→ EXERCISE
Output every line of the data, from the first line through the line containing "[111,342,243,468]" (inclusive), as a JSON list of strings with one string per line and blank lines omitted.

→ AVAILABLE DATA
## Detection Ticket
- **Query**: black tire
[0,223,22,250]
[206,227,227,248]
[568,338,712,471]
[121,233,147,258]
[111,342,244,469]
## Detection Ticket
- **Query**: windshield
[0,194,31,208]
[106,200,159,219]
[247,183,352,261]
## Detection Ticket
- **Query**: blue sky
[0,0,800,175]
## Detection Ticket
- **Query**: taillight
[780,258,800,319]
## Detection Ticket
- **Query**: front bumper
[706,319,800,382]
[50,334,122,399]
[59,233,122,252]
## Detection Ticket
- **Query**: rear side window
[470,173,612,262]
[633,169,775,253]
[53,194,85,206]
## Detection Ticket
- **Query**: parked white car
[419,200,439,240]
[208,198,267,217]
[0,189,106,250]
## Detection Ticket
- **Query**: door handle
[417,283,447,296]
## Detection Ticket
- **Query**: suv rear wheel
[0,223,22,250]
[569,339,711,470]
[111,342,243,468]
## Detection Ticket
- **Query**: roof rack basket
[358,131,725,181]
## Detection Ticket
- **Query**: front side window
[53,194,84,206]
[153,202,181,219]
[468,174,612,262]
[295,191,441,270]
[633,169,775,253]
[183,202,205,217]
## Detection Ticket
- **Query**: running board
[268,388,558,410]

→ CORRECT ANSWER
[
  "## Detection Ticket",
  "- **Query**: black tire",
  "[0,223,22,250]",
  "[206,227,227,248]",
  "[568,338,712,471]",
  "[121,233,147,258]",
  "[111,342,244,469]",
  "## Detection Ticket",
  "- **Query**: windshield",
  "[0,194,31,208]",
  "[106,200,159,219]",
  "[247,183,352,261]",
  "## Detection Ticket",
  "- **Query**: blue sky",
  "[0,0,800,175]",
  "## Detection Ticket",
  "- **Query**: taillight",
  "[780,258,800,319]",
  "## Detection Ticket",
  "- **Query**: front bumper",
  "[706,319,800,382]",
  "[50,334,122,399]",
  "[59,233,122,252]",
  "## Detection Ticket",
  "- **Query**: rear side window",
  "[470,173,612,262]",
  "[633,169,775,253]",
  "[53,194,85,206]",
  "## Detection Ticket",
  "- **Query**: parked white car",
  "[419,200,439,240]",
  "[208,198,267,217]",
  "[0,189,106,250]",
  "## Detection Ticket",
  "- **Query**: door handle",
  "[417,283,447,296]",
  "## Detection Ticket",
  "- **Query**: suv rear wheel",
  "[0,223,22,250]",
  "[569,339,711,470]",
  "[111,342,243,468]"
]